Transcribe exactly the line that contains "of the sandy" and all lines following it to the end of the material below; omit everything else.

-- Opening Marker --

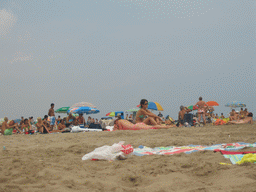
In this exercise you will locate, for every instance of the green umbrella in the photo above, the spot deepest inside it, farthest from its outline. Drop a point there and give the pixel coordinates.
(62, 110)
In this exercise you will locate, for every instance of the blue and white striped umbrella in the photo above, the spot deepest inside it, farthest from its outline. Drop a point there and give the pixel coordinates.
(235, 104)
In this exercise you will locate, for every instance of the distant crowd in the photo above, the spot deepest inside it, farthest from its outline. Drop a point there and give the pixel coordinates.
(50, 124)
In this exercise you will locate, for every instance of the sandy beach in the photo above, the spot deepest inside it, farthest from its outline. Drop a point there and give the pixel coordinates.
(54, 162)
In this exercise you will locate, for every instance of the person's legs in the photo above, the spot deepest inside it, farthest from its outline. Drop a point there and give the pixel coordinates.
(203, 114)
(150, 121)
(199, 117)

-- Closing Marker --

◆ Answer space
In this exercise you will locate, for every instance of the sandy beach in the photo above, the spot deepest inside it, farthest from its outline. Drop a point there and give the pixel coordinates.
(54, 162)
In this exercise you will locate, for every instance of the person's legs in the photo above, the spot deepest inside it, farthest from its outline. Drop a point there and give the pixel coordinates.
(203, 114)
(150, 121)
(199, 117)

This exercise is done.